▶ _Tâche à réaliser_:
Dans le compte rendu ci-dessous, recopiez le passage qui s'ouvre sur les mots « Paul Schubert (éd.), Anoubion. » et se clôt sur « lui est attribué. », en remplaçant « Anoubion » par « Anubion ».

··· Extrait du document ···

Paul Schubert (éd.), Anoubion. Poème astrologique. Témoignages et fragments, 2015, Paris, Les Belles Lettres.
Dans le domaine de cette forme à la fois savante et populaire de la religion qu’est l’astrologie, on connaît bien (ou on croit bien connaître) la Tétrabible de Claude Ptolémée. Il y eut bien d’autres théoriciens célèbres de l’astrologie antique, à côté du « Divin Ptolémée » : Anoubion est de ceux-là.
Anoubion était d’abord connu comme personnage secondaire d’un roman chrétien, les Homélies du pseudo-Clément, où il apparaît parmi les partisans de Simon le Magicien. Mais au fil des découvertes papyrologiques, on a pu retrouver finalement des fragments d’un poème astrologique qui lui est attribué.
Mais la tâche est rendue complexe par le fait que le poème d’Anoubion partage nombre d’éléments communs avec entre autres un poème astrologique de Dorothéos de Sidon et avec un passage de la Mathesis de Firmicus Maternus. De fait, tous semblent dériver d’un original commun, hellénistique mais attribué à Néchepsos-Pétosiris. De ce fait, on peut ici saluer le formidable travail d’enquête mené par Paul Schubert, qui, même s’il s’appuie évidemment sur les travaux antérieurs, parvient à proposer, à partir de deux témoignages et d’un fragment, le synopsis du poème d’Anoubion, et ainsi à attribuer à tel ou tel fragment papyrologique, nécessairement anonyme et lacunaire, une place dans cet ensemble complexe.
Ce travail fastidieux est nécessaire, car il nous aide à comprendre toute la complexité de l’astrologie antique à l’époque romaine. De fait, dans sa longue introduction (144 pages fort denses), Paul Schubert nous offre une présentation éclairante de ce qu’était l’astrologie, tant en Mésopotamie, qu’en Égypte puis en Grèce, tout en nous montrons la synthèse qui en fut faite en Égypte à l’époque hellénistique, notamment à Thèbes, ville où a vraisemblablement vécu Anoubion. Car si dans ces trois zones géographiques, on a observé les étoiles pour en tirer des présages, on ne l’a pas fait selon les mêmes méthodes de calcul. Il revient aussi sur les origines de l’astrologie antique, qui bien sûr se perdent dans la nuit des temps. Mais si le premier témoignage semble dater de la fin du IIIe millénaire, dont durant la période sumérienne, les premiers vrais horoscopes ne sont connus qu’en 410 avant J.-C. Les horoscopes grecs et égyptiens sont encore plus tardifs, et s’il a pu sembler que l’astrologie grecque a pris le relais de son homologue mésopotamienne, cela ne reste qu’une impression, car les modes de calcul (géométrique pour la première, arithmétique pour la seconde), ne sont pas du tout les mêmes.
On ne saurait négliger, y compris dans le domaine de la mythologie comparée, l’importance qu’a eu l’astrologie. On sait combien l’astrologie égyptienne, par exemple, a pu rayonner dans le monde antique : qu’on en juge avec la découverte dans la ville-sanctuaire de Grand (Vosges) de tablettes astrologiques égyptiennes en ivoire, porteuses de notations en copte ancien (mais en caractères grecs)1. Cette forme de religiosité populaire a nécessairement eu une influence.
Patrice Lajoye
1Jean-Claude Goyon, « L'origine égyptienne des tablettes décanales de Grand (Vosges) », in Les Tablettes astrologiques de Grand (Vosges) et l'astrologie en Gaule romaine, Paris, De Boccard, 1993, p. 63-76.

··· Entrées fournies ···

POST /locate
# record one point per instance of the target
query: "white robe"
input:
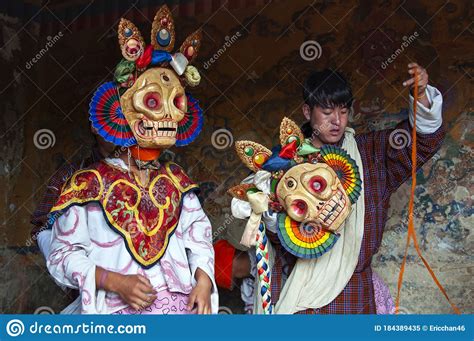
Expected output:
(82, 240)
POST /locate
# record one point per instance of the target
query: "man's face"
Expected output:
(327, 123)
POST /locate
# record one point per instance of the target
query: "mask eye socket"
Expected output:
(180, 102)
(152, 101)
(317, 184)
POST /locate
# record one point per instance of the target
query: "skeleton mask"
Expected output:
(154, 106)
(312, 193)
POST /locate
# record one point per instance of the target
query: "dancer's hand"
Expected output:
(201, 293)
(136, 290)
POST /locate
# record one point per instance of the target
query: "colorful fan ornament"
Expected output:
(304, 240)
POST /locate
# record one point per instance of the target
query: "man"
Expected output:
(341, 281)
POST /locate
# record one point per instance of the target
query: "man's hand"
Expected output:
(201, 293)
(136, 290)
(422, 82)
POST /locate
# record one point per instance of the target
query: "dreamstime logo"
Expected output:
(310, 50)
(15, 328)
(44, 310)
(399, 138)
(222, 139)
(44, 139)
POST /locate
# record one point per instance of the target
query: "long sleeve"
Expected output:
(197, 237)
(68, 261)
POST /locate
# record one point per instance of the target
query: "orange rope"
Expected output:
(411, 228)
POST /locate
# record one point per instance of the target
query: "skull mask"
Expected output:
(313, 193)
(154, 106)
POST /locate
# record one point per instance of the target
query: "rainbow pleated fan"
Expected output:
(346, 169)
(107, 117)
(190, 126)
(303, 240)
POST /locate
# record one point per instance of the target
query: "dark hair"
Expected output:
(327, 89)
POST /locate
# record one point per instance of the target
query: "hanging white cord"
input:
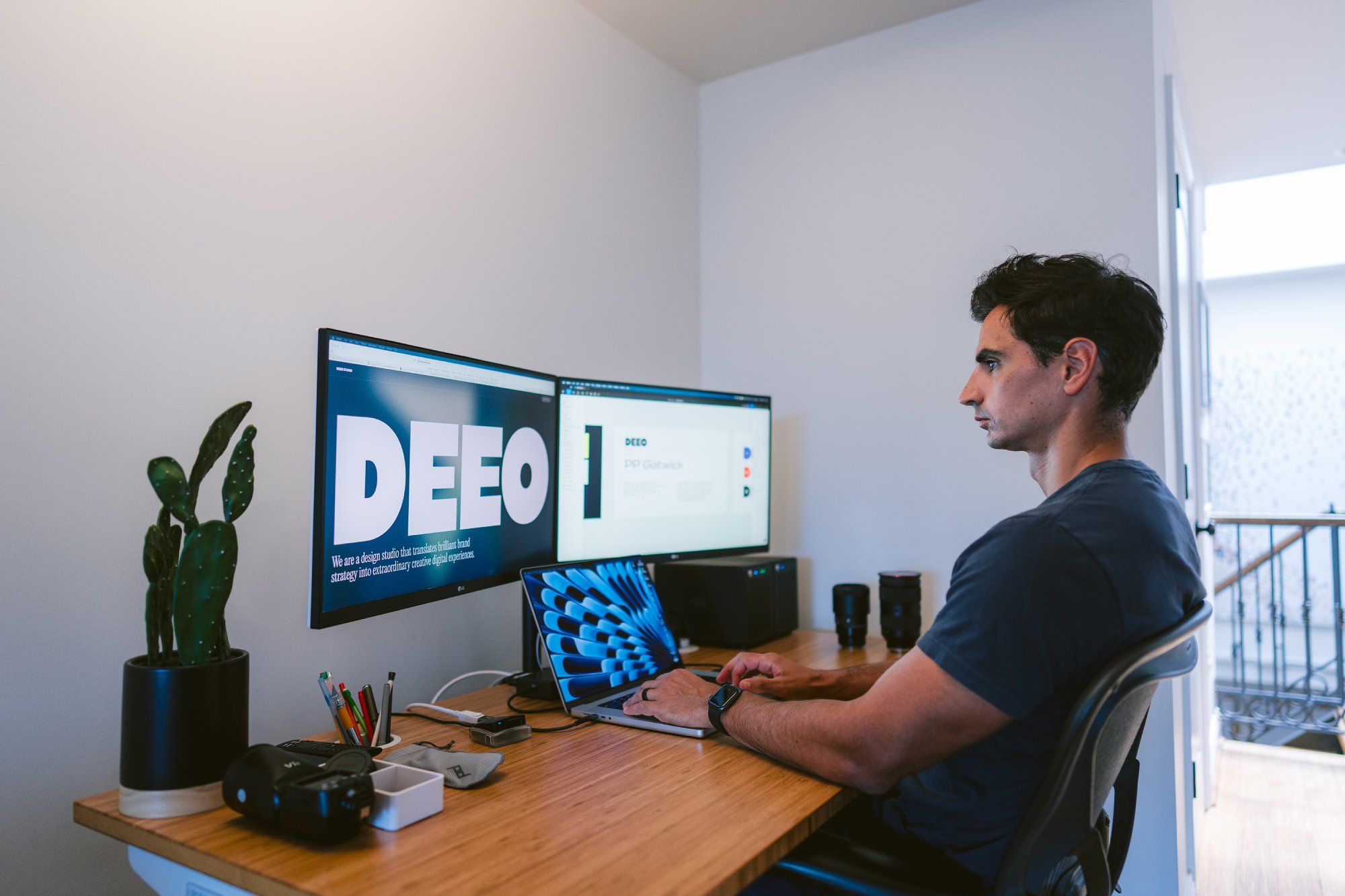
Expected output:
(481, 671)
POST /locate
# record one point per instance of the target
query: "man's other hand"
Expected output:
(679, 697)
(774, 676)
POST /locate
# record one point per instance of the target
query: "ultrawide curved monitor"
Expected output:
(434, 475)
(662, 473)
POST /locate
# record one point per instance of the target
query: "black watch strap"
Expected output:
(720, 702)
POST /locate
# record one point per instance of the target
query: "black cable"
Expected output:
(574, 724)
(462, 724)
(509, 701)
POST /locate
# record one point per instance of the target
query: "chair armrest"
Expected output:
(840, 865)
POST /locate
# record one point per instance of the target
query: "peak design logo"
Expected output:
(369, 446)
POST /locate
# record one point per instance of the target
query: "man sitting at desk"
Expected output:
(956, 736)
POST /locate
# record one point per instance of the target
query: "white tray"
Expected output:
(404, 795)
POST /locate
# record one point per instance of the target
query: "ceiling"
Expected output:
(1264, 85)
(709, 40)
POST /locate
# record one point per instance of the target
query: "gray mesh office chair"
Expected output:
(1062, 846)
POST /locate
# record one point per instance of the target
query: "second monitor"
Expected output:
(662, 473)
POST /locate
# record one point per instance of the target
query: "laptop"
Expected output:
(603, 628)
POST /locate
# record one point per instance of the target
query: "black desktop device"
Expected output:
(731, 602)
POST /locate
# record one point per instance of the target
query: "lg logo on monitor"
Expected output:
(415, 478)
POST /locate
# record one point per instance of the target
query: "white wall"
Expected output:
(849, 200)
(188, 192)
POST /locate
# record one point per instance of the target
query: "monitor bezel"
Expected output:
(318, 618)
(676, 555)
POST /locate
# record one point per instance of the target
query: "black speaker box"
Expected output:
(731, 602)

···
··· Entrées fournies ···

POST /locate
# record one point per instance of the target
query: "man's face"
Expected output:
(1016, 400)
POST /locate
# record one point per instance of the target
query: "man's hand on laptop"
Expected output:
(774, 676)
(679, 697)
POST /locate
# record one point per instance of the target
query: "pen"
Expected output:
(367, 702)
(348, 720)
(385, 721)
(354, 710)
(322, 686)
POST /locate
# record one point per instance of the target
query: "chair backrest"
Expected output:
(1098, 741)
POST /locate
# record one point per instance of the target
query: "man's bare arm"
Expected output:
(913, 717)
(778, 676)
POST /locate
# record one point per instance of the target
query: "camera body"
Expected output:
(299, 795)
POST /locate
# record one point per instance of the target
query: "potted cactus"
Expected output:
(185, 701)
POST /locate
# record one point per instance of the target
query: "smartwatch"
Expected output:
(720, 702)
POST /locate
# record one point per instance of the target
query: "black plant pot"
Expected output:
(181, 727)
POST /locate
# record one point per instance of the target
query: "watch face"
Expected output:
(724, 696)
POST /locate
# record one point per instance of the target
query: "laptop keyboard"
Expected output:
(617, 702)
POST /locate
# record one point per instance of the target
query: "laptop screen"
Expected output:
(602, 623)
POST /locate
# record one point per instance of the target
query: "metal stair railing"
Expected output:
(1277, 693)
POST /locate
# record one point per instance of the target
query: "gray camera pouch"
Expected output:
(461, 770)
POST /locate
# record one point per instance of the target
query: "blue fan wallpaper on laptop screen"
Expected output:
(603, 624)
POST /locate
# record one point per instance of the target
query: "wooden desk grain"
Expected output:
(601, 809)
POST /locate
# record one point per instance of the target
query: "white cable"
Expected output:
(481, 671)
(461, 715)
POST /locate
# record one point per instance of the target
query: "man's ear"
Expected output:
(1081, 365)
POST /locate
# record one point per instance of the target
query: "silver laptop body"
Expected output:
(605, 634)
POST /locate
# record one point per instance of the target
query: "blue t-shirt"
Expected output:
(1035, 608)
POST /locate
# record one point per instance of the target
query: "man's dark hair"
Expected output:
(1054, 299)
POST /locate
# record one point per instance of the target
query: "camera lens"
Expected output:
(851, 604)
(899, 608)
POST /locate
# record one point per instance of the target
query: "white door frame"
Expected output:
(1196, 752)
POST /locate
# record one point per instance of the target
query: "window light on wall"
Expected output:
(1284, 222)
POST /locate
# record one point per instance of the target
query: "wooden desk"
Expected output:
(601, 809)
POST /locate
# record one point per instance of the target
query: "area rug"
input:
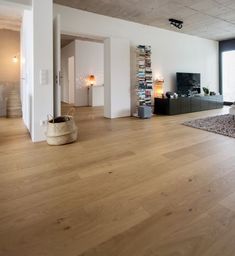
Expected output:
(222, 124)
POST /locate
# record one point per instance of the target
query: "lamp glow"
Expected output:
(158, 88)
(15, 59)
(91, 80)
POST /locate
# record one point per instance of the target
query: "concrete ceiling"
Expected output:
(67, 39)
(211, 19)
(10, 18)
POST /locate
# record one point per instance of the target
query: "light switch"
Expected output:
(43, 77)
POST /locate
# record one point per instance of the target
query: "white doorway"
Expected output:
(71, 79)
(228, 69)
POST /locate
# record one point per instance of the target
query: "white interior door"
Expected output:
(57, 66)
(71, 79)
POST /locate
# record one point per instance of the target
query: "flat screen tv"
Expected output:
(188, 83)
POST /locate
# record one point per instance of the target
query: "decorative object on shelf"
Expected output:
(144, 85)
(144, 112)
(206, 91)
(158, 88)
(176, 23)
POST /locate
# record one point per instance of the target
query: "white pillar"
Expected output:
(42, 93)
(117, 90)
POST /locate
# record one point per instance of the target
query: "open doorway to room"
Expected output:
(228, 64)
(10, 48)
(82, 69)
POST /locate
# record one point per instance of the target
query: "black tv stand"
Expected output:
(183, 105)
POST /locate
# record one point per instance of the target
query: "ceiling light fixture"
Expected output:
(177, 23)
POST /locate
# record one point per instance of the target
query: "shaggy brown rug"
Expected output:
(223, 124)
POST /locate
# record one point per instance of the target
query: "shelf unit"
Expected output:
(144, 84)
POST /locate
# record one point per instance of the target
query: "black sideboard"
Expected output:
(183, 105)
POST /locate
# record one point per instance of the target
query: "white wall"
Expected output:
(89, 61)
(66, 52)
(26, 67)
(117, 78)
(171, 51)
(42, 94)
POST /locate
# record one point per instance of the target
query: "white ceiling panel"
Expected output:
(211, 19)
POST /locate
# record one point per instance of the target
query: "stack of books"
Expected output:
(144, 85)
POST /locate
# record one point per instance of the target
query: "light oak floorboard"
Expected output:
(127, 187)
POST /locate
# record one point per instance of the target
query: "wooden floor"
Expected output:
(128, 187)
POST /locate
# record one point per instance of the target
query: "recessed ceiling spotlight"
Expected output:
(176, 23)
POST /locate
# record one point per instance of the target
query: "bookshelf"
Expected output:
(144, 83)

···

▶ _Zone de réponse_:
Paul Schubert (éd.), Anubion. Poème astrologique. Témoignages et fragments, 2015, Paris, Les Belles Lettres.
Dans le domaine de cette forme à la fois savante et populaire de la religion qu’est l’astrologie, on connaît bien (ou on croit bien connaître) la Tétrabible de Claude Ptolémée. Il y eut bien d’autres théoriciens célèbres de l’astrologie antique, à côté du « Divin Ptolémée » : Anubion est de ceux-là.
Anubion était d’abord connu comme personnage secondaire d’un roman chrétien, les Homélies du pseudo-Clément, où il apparaît parmi les partisans de Simon le Magicien. Mais au fil des découvertes papyrologiques, on a pu retrouver finalement des fragments d’un poème astrologique qui lui est attribué.